======== SOURCE MATERIAL ========

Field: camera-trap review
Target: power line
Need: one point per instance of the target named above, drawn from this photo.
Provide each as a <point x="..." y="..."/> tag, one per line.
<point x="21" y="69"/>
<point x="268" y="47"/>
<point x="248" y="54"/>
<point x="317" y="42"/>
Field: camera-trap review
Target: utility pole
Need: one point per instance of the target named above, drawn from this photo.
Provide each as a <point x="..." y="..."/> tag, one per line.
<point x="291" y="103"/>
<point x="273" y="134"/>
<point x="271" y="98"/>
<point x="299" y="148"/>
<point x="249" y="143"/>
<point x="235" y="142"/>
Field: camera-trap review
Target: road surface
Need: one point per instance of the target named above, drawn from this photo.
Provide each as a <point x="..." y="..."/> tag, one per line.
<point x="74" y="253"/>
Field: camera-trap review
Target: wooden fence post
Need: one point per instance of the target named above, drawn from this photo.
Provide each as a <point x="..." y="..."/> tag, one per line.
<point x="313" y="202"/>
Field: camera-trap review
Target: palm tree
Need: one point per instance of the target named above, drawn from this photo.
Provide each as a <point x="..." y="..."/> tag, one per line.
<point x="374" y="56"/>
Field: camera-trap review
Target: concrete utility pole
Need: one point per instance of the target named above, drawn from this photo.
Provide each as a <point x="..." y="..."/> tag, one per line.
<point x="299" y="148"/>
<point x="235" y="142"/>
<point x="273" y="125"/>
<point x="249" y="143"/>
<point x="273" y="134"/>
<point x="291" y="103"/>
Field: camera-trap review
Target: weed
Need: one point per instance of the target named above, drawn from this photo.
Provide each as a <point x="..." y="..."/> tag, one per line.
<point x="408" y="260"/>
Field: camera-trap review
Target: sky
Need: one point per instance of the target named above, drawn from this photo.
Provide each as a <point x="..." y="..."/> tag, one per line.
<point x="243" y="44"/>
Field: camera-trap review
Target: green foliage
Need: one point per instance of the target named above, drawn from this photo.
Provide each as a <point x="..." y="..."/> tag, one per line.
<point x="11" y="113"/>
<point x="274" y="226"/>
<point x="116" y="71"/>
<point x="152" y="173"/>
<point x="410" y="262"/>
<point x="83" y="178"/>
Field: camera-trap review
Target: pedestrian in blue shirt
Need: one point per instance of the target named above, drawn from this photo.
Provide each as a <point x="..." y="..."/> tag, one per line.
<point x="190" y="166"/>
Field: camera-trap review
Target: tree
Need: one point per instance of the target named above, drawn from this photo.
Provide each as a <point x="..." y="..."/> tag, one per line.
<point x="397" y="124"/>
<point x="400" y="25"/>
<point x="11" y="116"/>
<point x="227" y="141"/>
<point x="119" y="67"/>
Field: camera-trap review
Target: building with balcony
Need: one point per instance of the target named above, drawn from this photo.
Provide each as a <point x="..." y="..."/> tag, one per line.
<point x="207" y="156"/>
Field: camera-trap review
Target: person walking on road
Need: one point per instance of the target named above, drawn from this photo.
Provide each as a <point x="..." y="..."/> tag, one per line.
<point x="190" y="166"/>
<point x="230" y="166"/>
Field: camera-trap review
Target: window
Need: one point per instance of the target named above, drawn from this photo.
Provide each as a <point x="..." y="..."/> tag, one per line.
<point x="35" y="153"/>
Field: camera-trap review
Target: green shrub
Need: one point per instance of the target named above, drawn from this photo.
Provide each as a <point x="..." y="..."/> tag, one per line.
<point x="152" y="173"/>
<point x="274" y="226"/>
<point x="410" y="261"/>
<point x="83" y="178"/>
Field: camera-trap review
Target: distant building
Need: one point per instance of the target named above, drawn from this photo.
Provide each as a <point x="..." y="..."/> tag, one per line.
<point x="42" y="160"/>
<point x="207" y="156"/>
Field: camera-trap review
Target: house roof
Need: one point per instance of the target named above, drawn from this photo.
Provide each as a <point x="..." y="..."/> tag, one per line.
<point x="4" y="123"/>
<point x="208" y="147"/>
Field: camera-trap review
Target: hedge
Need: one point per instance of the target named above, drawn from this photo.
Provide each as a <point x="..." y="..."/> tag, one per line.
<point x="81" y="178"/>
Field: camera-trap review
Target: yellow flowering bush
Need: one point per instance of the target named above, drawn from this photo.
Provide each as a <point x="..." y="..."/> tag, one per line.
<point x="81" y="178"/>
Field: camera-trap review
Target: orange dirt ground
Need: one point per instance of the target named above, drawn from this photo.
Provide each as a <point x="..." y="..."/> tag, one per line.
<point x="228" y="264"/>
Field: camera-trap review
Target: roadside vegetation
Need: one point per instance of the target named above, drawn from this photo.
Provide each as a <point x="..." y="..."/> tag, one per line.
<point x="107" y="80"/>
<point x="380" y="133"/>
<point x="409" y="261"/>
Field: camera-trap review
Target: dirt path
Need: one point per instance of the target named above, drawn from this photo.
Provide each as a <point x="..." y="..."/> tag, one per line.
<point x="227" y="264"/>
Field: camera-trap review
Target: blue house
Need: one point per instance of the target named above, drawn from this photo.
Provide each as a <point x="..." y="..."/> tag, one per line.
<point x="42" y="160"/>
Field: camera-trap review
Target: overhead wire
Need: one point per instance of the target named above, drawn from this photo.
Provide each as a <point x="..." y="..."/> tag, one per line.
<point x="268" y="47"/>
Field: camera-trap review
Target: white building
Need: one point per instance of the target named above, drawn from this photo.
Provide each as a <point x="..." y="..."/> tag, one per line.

========

EXERCISE OBJECTIVE => Gather each line of the records holding the string "building".

TASK SOLUTION =>
Target: building with balcony
Target: distant building
Target: white building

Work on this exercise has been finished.